I've been doing this since OpenMx 1.X and has throughout encountered optimization issues. When I do the analyses myself I usually can handle these issues by varying starting values and changing some options for the optimizer, mainly in "mxOption( NULL , 'Line search tolerance' , .4 )", and compare resulting expected prevalences and covariances/correlations with non-modelled ones as well as looking at the likelihood values to ensure a global optimum (even when there's warnings from the optimizer). But I'm no computer scientist, and don't really know how to tweak the optimizer to handle my issues.

Now I'm teaching a lot of student who want to use similar data, and since I don't have a solution for making the optimization work "all the time" I'm asking for some help. I am hoping for some help in general ways to make the optimization work for this type of data, and possibly even more complex data.

Unfurtunately I can't share data because of etichal issues, but I attach some generated data with optimization issues. It's inded a very simple model, and I cannot see why this would be a problem with regards to optimization.

Also, the issue is not dependent on whether I use NPSOL or SLSQP, it may appear in both, or one but not the other (I usually vary this to ensure global maximum as well).

I'm currently running on a Linux server, software info where I have this issues below (but they are on other software/hardware as well)
R version 3.3.1 (2016-06-21)
Platform: x86_64-redhat-linux-gnu (64-bit)
Running under: Red Hat Enterprise Linux

jpritikin's picture
Joined: 05/24/2012 - 00:35

If all of your data is ordinal then you might consider using item factor analysis,

iloo's picture
Joined: 05/26/2010 - 09:44
Clarification and way forward.

Hey All,
Thanks for quick feedback. Although, perhaps I wasn't clear in my original post. Clarifications:

  1. The attached code is just examplifying where my intuition about optimization fails me; the model is so easy that I can't see why it has problems.

  2. The solution is not for me, rather for me to use for the students who has had maybe one week course in classic twin modelling and want to use standard methodology for this type of data (i.e., many observations, >1million). The students aren't typically interested in what's going on under the hood, and since they often have a non-technical background they are mainly focused on the statistical theory - expected covariance matrices etc. If I can't help them with this, I will eventually have to double check their solutions anyway - not very helpful for them, and time consuming for me - and I don't know what simple hints to give them to solve the issues themselves. (I have multiple ways of checking that a solution is correct, including leaving OpenMx for R basic functions :( )

  3. Often at least one variable per individual is binary (i.e., two if pairs are analyzed), but there may also be continuous variables, or ordinal with many levels.

  4. I thought that the issue might have been with optimization well suited for smaller data, perhaps problems where "seeing" the likelihood as very flat around maximum in bigger data?

So, if I get your answer right, a potential way forward is to.

A. If non-missingness in data, use wls.
B. Use mxTryHardOrdinal() rather than mxTryHard() if only ordinal.
C. Check if CSOLNP helps.

Finally, if I get you right Mike, the issue is most likely with imprecision in numerical integration due to time-saving? If so, it should be possible to increase this precision? How to do that? (Most students have access to server so they can use multiple [~10] cores if needed).

▶ Exercises to complete:
a. Please decide whether each statement agrees with the OpenMx optimization thread, answering yes or no and quoting the deciding words: (i) the problem shows up only with NPSOL, never with SLSQP; (ii) the poster runs R version 3.3.1 on a Linux server; (iii) the poster is able to share the real data.
b. Reproduce the records word for word, starting with their first line and going on through the line with "289 479 L 286", both ends included.

Object outline annotation records:
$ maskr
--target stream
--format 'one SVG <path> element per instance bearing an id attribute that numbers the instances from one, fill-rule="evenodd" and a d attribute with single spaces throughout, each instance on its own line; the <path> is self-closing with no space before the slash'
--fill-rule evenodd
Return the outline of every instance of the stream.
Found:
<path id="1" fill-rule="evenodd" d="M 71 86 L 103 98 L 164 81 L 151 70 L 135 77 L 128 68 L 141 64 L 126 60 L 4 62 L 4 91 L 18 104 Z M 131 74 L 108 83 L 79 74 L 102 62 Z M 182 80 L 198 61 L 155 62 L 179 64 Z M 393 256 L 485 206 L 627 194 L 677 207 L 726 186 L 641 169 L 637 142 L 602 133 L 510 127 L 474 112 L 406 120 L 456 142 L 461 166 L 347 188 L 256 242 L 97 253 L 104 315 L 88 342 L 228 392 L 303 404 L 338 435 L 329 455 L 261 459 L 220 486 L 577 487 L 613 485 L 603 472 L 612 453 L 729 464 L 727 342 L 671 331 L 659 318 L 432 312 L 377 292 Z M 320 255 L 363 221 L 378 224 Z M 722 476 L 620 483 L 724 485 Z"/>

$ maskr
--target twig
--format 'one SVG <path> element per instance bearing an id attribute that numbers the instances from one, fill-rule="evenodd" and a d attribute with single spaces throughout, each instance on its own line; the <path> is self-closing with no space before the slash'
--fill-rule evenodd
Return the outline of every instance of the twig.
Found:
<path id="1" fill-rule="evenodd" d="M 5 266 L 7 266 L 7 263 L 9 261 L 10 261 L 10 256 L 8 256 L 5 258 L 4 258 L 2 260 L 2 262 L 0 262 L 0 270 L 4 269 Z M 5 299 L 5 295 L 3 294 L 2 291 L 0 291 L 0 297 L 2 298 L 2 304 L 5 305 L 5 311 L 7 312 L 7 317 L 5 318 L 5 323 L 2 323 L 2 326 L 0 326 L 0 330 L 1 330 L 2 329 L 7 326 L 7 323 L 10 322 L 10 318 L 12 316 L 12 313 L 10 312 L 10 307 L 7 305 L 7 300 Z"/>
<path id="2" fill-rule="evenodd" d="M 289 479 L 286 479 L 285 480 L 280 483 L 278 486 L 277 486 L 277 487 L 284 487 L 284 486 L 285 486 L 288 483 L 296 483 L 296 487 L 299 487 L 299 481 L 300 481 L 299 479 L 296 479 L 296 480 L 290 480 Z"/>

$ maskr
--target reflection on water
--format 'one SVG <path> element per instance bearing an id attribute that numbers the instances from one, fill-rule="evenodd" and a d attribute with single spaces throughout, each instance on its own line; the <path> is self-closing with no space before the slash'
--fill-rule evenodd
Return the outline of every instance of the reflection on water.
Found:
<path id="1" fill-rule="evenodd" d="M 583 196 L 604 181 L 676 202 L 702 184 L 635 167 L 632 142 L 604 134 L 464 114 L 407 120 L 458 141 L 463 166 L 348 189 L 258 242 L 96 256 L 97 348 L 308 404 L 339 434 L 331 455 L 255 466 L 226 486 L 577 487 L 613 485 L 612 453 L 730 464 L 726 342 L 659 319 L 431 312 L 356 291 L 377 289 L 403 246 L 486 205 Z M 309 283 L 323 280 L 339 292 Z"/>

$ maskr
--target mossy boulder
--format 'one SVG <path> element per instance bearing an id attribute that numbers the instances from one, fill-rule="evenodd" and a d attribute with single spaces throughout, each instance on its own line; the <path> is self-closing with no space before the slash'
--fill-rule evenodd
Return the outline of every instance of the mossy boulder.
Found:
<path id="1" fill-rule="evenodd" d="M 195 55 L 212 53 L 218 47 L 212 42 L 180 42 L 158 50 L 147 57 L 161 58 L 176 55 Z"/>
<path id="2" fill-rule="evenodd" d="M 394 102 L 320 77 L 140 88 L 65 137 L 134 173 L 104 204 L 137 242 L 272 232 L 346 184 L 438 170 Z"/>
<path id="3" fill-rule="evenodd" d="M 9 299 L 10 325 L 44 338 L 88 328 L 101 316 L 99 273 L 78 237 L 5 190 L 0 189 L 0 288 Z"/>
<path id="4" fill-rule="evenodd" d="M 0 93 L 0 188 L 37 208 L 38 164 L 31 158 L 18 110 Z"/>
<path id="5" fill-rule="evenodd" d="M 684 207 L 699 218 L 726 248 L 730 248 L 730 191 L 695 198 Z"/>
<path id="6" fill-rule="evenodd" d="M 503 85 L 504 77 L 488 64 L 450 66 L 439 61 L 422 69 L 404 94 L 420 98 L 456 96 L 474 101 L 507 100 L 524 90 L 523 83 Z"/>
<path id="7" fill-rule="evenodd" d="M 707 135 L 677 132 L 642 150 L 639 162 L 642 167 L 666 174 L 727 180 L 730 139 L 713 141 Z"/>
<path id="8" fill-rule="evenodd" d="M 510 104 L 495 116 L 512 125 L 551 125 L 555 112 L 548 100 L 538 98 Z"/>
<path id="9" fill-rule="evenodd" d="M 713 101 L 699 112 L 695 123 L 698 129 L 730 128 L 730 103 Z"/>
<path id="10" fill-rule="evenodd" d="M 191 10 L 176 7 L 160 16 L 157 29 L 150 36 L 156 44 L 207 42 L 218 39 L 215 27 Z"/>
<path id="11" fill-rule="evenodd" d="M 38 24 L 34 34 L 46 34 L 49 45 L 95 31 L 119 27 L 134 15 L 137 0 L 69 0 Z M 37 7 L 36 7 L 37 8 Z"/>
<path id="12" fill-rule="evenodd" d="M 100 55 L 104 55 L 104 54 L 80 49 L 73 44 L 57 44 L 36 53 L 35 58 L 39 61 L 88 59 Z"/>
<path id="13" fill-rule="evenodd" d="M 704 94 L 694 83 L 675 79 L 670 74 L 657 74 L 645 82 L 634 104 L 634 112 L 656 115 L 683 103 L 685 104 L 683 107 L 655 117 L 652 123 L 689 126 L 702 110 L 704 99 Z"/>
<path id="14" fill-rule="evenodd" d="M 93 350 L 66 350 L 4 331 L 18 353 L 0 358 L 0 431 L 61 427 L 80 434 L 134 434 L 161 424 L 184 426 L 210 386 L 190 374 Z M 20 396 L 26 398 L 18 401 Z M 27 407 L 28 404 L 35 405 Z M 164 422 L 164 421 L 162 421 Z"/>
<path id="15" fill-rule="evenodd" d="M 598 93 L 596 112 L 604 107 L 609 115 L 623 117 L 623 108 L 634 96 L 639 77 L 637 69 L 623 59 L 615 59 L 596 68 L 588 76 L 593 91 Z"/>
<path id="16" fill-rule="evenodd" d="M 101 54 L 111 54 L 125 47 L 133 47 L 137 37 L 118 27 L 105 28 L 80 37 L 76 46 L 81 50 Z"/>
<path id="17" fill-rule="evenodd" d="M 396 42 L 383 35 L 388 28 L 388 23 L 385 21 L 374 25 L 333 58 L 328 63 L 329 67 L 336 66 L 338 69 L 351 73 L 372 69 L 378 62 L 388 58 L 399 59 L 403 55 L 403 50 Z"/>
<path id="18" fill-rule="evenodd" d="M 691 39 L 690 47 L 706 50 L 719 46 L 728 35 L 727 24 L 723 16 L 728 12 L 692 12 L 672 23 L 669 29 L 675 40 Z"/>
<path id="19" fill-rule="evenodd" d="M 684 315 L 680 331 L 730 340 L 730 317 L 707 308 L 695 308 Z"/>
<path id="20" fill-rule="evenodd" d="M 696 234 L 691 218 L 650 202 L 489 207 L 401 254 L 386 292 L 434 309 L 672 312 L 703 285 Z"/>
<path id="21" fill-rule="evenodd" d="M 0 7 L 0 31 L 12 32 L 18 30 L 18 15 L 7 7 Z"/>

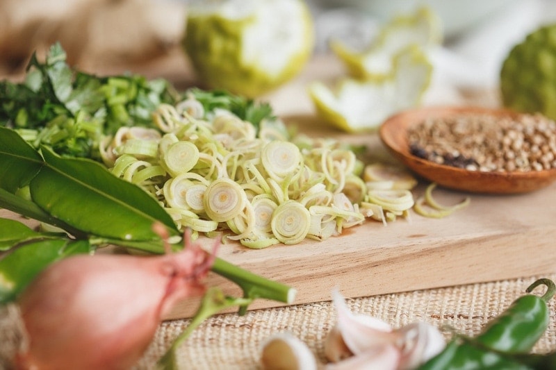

▶ The responses:
a.
(i) No: "the issue is not dependent on whether I use NPSOL or SLSQP, it may appear in both, or one but not the other"
(ii) Yes: "I'm currently running on a Linux server" and "R version 3.3.1 (2016-06-21)"
(iii) No: "Unfurtunately I can't share data because of etichal issues"

b.
$ maskr
--target stream
--format 'one SVG <path> element per instance bearing an id attribute that numbers the instances from one, fill-rule="evenodd" and a d attribute with single spaces throughout, each instance on its own line; the <path> is self-closing with no space before the slash'
--fill-rule evenodd
Return the outline of every instance of the stream.
Found:
<path id="1" fill-rule="evenodd" d="M 71 86 L 103 98 L 164 81 L 151 70 L 135 77 L 128 68 L 141 64 L 126 60 L 4 62 L 4 91 L 18 104 Z M 131 74 L 108 83 L 79 74 L 102 62 Z M 182 80 L 198 61 L 155 62 L 179 64 Z M 393 256 L 485 206 L 627 194 L 677 207 L 726 186 L 641 169 L 637 142 L 602 133 L 510 127 L 474 112 L 406 120 L 456 142 L 461 166 L 347 188 L 256 242 L 97 253 L 104 315 L 88 342 L 228 392 L 303 404 L 338 435 L 329 455 L 261 459 L 220 486 L 577 487 L 613 485 L 603 472 L 612 453 L 729 464 L 727 342 L 671 331 L 659 318 L 432 312 L 377 292 Z M 320 255 L 363 221 L 378 224 Z M 722 476 L 620 483 L 724 485 Z"/>

$ maskr
--target twig
--format 'one SVG <path> element per instance bearing an id attribute that numbers the instances from one, fill-rule="evenodd" and a d attribute with single spaces throughout, each instance on its own line; the <path> is self-closing with no space before the slash'
--fill-rule evenodd
Return the outline of every instance of the twig.
Found:
<path id="1" fill-rule="evenodd" d="M 5 266 L 7 266 L 7 263 L 9 261 L 10 261 L 10 256 L 8 256 L 5 258 L 4 258 L 2 260 L 2 262 L 0 262 L 0 270 L 4 269 Z M 5 299 L 5 295 L 3 294 L 2 291 L 0 291 L 0 297 L 2 298 L 2 304 L 5 305 L 5 311 L 7 312 L 7 317 L 5 318 L 5 323 L 2 323 L 2 326 L 0 326 L 0 330 L 1 330 L 2 329 L 7 326 L 7 323 L 10 322 L 10 318 L 12 316 L 12 313 L 10 312 L 10 307 L 7 305 L 7 300 Z"/>
<path id="2" fill-rule="evenodd" d="M 289 479 L 286 479 L 285 480 L 280 483 L 278 486 L 277 486 L 277 487 L 284 487 L 284 486 L 285 486 L 288 483 L 296 483 L 296 487 L 299 487 L 299 481 L 300 481 L 299 479 L 296 479 L 296 480 L 290 480 Z"/>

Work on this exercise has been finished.